:: Items from a labeling collection ::
++++++++++++++++++++

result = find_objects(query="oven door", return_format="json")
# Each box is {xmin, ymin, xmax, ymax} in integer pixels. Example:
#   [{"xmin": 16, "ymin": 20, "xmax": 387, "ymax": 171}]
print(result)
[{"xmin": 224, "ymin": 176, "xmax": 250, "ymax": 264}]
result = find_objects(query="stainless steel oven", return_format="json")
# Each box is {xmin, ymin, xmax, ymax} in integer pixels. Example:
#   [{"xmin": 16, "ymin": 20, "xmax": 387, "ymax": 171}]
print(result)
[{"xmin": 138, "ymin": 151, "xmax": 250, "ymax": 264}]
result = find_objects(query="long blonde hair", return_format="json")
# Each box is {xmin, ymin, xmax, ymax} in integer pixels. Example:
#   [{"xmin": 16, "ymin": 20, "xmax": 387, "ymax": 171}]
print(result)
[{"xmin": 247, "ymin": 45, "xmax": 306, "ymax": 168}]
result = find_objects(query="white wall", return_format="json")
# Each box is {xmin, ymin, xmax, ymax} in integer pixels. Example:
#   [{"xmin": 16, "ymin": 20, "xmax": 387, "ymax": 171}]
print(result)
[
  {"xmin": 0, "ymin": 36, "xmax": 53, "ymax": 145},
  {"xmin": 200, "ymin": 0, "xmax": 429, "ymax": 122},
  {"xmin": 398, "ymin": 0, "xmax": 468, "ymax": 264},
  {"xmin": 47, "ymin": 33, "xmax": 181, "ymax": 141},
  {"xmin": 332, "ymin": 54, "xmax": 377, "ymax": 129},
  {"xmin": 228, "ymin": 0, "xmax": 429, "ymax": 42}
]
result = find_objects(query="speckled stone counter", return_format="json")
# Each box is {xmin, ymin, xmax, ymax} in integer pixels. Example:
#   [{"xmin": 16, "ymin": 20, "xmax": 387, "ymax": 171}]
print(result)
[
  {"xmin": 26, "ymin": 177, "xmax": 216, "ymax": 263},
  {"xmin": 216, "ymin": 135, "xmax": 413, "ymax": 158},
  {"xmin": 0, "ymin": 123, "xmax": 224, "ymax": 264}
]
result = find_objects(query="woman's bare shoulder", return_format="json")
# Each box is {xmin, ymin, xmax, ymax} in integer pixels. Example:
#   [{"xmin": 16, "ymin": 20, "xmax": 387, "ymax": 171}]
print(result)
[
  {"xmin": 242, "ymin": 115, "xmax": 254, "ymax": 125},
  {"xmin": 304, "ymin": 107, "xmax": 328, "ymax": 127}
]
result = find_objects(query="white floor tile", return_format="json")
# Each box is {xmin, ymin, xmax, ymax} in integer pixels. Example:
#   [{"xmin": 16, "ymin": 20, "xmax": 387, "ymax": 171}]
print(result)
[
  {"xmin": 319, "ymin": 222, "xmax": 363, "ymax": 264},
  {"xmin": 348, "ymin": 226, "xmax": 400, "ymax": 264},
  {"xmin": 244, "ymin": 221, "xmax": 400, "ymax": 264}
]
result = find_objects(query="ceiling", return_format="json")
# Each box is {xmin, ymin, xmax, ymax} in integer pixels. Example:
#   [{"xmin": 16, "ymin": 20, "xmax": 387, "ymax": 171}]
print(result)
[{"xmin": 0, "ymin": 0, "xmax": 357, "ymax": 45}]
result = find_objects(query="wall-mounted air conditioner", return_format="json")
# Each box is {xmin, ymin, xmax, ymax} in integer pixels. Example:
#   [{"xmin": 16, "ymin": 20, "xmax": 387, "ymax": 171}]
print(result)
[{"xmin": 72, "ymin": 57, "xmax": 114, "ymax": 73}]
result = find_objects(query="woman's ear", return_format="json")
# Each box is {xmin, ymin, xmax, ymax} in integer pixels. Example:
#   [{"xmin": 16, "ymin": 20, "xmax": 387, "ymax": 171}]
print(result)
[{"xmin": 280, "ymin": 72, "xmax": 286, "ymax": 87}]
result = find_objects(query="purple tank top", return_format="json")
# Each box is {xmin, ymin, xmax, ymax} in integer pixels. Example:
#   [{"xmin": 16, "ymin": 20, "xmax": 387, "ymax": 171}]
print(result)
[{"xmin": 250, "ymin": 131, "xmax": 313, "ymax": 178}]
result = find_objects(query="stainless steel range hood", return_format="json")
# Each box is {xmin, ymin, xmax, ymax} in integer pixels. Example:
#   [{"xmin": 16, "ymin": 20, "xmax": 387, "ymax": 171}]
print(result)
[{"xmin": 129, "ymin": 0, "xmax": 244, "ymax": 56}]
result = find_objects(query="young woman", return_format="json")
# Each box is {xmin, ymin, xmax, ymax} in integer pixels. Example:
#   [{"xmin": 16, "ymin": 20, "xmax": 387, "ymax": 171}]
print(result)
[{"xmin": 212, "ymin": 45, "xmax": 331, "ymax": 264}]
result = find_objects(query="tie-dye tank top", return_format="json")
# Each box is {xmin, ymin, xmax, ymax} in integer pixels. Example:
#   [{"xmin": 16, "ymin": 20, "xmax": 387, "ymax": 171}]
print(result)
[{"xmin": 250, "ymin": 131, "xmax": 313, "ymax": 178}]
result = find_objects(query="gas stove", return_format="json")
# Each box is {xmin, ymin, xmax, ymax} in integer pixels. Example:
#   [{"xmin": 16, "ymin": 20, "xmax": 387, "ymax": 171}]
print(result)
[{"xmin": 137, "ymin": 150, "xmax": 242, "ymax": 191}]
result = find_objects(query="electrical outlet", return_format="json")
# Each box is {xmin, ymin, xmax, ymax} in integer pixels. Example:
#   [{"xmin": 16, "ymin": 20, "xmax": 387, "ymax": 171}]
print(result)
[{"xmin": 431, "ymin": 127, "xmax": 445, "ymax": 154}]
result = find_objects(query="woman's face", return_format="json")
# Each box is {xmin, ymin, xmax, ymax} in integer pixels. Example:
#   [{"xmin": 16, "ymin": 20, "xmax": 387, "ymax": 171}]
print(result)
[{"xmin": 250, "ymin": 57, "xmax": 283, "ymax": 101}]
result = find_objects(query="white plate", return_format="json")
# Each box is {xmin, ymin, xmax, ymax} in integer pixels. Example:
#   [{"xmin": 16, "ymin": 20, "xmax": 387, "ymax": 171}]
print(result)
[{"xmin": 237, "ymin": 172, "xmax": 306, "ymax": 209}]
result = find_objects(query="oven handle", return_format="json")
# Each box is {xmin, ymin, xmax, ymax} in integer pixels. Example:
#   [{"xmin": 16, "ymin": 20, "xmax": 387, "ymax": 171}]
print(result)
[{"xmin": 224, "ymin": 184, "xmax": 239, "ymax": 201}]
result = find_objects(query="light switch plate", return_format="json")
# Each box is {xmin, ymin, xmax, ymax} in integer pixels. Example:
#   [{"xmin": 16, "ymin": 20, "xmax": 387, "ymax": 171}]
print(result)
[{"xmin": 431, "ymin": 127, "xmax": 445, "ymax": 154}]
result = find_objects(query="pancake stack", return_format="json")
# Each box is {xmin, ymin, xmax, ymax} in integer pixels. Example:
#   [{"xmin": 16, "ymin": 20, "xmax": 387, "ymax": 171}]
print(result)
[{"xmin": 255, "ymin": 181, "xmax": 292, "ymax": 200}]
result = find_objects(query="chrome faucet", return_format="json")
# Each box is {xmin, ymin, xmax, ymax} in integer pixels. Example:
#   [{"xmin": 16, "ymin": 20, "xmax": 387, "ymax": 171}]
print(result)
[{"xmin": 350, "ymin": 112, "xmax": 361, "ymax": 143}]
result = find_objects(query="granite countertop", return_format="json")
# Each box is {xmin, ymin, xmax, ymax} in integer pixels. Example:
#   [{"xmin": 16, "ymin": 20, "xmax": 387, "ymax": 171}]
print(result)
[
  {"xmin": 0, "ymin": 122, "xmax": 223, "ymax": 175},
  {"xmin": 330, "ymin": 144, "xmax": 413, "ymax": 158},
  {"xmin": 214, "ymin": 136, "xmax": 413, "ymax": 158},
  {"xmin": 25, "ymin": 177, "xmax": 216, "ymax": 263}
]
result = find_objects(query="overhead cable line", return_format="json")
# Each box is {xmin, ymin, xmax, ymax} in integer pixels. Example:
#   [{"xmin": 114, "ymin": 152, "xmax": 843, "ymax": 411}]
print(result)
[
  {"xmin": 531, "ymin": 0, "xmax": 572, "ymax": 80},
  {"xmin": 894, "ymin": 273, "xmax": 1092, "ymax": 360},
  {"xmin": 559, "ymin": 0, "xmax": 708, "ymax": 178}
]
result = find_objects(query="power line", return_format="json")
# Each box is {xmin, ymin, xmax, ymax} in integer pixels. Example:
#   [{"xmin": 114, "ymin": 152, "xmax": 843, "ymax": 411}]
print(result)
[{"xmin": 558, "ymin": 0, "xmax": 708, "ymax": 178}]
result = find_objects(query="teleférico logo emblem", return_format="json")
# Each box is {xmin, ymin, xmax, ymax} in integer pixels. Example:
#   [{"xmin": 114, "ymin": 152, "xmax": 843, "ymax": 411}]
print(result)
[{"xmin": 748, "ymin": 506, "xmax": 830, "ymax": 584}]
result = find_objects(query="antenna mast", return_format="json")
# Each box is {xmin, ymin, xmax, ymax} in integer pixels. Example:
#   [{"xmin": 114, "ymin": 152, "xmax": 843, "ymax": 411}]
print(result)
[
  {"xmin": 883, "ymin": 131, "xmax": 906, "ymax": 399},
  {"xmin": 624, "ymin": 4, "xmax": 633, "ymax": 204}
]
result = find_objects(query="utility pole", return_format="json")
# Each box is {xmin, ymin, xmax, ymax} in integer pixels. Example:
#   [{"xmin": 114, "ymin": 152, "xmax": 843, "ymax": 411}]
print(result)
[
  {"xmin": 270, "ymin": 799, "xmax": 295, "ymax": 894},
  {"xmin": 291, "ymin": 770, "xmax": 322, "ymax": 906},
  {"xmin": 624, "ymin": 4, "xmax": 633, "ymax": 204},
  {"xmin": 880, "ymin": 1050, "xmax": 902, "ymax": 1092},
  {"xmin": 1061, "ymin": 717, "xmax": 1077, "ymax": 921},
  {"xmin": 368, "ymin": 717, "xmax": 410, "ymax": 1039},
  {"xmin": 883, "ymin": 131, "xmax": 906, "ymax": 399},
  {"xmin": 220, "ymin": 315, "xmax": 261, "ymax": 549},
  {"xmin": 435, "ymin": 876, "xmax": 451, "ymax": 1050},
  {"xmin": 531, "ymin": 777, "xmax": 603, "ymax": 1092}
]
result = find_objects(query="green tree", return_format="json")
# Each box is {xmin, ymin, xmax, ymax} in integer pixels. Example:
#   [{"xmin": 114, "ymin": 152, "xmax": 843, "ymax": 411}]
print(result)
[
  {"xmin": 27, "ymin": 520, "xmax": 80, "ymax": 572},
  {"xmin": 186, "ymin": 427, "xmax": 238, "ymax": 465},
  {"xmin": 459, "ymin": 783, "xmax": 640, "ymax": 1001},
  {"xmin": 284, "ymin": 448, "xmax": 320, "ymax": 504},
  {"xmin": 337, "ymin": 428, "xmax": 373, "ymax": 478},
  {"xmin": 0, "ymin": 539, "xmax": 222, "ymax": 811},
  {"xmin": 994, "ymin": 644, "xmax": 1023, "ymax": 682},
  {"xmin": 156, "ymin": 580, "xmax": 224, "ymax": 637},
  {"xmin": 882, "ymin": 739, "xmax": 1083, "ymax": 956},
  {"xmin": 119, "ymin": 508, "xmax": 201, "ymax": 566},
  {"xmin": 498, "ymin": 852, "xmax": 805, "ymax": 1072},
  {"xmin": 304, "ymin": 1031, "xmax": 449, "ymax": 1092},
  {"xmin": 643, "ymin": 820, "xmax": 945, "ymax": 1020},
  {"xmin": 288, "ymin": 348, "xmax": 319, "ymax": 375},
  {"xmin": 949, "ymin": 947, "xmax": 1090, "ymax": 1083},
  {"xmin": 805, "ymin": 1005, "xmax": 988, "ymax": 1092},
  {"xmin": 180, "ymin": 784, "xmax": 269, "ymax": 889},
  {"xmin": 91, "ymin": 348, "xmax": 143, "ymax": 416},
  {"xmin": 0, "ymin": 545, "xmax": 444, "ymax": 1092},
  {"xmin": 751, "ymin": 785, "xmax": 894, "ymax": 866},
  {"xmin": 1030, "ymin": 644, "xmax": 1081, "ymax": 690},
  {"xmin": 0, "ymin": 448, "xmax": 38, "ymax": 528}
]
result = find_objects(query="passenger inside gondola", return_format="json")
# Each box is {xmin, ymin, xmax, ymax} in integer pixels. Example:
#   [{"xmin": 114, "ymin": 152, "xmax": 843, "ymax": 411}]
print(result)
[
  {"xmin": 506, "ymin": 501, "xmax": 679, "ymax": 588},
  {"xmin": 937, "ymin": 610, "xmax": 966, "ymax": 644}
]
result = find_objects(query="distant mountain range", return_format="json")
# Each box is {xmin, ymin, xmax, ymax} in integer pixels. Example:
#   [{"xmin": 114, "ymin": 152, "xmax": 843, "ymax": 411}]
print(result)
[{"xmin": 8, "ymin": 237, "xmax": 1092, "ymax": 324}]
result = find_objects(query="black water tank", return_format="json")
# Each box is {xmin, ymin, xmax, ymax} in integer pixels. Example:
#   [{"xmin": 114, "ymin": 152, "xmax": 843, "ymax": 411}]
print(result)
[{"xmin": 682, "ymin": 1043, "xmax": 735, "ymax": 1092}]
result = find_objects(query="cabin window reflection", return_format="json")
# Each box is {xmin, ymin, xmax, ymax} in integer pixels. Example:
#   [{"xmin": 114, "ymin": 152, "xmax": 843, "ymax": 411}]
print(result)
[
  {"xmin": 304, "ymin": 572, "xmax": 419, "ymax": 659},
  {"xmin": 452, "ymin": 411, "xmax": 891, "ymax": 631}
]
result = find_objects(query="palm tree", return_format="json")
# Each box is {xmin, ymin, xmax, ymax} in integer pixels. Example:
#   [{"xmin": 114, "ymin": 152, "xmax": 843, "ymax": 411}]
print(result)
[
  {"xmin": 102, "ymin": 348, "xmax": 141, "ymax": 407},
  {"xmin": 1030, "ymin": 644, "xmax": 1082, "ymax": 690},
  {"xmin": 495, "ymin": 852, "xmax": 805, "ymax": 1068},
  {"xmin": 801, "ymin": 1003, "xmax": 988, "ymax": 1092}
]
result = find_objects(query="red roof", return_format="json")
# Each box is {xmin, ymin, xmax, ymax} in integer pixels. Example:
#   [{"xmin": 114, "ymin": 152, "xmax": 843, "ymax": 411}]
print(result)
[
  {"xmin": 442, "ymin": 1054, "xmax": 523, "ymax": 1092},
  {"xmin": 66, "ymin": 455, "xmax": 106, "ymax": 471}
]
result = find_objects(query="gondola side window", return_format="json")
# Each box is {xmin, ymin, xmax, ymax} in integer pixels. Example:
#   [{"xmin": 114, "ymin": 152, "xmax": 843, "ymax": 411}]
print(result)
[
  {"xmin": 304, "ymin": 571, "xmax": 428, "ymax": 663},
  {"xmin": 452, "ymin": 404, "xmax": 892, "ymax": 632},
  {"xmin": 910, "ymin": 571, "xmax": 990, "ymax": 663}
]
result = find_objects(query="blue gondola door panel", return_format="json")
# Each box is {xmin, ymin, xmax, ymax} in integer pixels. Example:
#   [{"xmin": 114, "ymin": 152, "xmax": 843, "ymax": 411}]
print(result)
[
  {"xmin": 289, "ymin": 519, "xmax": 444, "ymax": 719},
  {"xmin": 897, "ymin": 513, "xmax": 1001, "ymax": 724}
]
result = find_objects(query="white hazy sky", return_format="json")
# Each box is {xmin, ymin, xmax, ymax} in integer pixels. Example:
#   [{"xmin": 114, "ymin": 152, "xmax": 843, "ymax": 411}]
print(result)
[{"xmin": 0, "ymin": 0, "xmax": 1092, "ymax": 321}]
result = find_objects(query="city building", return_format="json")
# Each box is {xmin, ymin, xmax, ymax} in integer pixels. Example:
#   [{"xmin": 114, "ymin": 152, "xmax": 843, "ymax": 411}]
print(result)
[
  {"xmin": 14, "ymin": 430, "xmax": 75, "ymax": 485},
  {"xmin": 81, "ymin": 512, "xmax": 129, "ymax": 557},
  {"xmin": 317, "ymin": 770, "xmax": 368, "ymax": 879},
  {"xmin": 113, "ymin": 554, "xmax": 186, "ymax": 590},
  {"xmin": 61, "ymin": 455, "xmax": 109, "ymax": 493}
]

++++++++++++++++++++

:: WHAT THE TASK ASKS ::
State how many lines of the records contain the string "window", treating case as significant. Give only the number.

:: SOLUTION TO THE EXERCISE ::
2